──────── TEXTE ÉTUDIÉ
« Il était une fois trois dames qui demeuraient à Alger, dans la Kasbah. Et ces trois dames s’appelaient Kadidja, Fatmah et Fizah. » Les trois dames de la Kasbah, Commence de la sorte, un conte, un récit de voyage dans la pure tradition colonialiste de la fin du XIX, coincé entre le récit ethnographique et la fantasmagorie orientale.
La nouvelle réédition de 2001 est illustrée par une série de photos d’hommes et de femmes algériens du début du siècle dernier, puisées dans le fond photographique du collectionneur Mohamed Sadek Messikh qui signe également la préface : « [ ] Alger offrait encore l’image d’un Orient » Dixit –il. La redondante assimilation d’Alger et sa Kasbah cosmopolite à l’Orient semble perdurer, résultante d’un ancrage idéologique colonialiste.
────────────────
■ TÂCHES À RÉALISER ■
[1] Résumez en deux phrases le texte sur Les trois dames de la Kasbah.
[2] Prolongez, s'il vous plaît, le texte sur Les trois dames de la Kasbah à partir de sa dernière phrase.
Le matériel qui suit n'a aucun lien avec le texte sur Les trois dames de la Kasbah.
──────── DONNÉES RÉPERTORIÉES
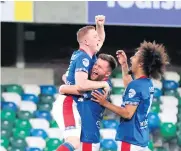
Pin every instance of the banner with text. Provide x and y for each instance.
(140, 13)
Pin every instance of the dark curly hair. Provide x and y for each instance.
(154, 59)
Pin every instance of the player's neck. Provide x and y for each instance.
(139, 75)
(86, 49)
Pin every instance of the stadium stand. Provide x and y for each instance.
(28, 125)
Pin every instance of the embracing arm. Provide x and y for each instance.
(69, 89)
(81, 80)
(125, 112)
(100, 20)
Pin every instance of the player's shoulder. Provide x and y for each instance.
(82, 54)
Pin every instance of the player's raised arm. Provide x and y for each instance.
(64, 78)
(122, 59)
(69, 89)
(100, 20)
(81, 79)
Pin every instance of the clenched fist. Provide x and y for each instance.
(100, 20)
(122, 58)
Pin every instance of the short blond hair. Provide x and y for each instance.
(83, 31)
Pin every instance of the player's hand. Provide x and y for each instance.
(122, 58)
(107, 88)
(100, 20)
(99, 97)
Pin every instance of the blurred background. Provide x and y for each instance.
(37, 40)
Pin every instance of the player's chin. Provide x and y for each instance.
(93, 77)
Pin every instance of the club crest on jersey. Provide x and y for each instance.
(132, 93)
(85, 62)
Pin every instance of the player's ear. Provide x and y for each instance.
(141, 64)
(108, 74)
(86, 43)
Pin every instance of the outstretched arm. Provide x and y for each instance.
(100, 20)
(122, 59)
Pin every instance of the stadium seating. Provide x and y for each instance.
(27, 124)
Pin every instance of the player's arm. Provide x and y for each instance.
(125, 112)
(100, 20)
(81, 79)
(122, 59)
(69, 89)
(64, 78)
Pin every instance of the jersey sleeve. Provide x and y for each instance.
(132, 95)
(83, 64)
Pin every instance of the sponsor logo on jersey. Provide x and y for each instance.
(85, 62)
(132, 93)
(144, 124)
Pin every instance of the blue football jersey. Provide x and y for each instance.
────────────────
■ RÉSULTATS DANS L'ORDRE ■
[1] Les trois dames de la Kasbah, qui s'ouvre sur trois dames d'Alger nommées Kadidja, Fatmah et Fizah, est un conte et un récit de voyage de la tradition colonialiste de la fin du XIXe siècle, entre récit ethnographique et fantasmagorie orientale. Sa réédition de 2001 est illustrée de photos d'Algériens du début du siècle dernier tirées du fonds de Mohamed Sadek Messikh, auteur de la préface, où Alger offre encore l'image d'un Orient, assimilation qui semble perdurer par ancrage idéologique colonialiste.

[2]
Des odalisques et des tribulations
Ecrit en 1882 par Pierre Loti, sous le titre original « Fleurs d’ennui » et sous-titré « Conte oriental ». L’auteur met en scène trois dames lascives, au cœur d’une tumultueuse affaire de mœurs qui les lient à des matelots basques et bretons. Le conte semble être inspiré par trois femmes que l’auteur rencontre. La plume y est fluide mais sans grande ambition stylistique. Le réel s’enchevêtre au fictif et l’intrigue n’est pas au rendez vous.
Un soir d’été, Kadidja, mère veuve et ses deux filles Fatmah et Fizah s’adonnent à la prostitution, et convient des matelots à partager leurs couches. Les trois dames apparaissent irréelles « Dans cette pénombre bleue, elles semblaient des êtres chimériques, des prêtresses accroupies dans un temple, des courtisanes sacrées dans le sanctuaire de Baal ». C’est ainsi que le corpus se poursuit, ponctué de longs passages descriptifs de l’apparat, des lieux, des sons et des parfums mais également de la population cosmopolite de la Casbah, habitée par des maltais, juifs, maures et arabes. Apres une nuit d’errance et de volupté, ponctuée de rythmes saccadés, les six matelots quittent les prostituées porteuses d’une maladie incurable, « contagion arabe » selon l’auteur.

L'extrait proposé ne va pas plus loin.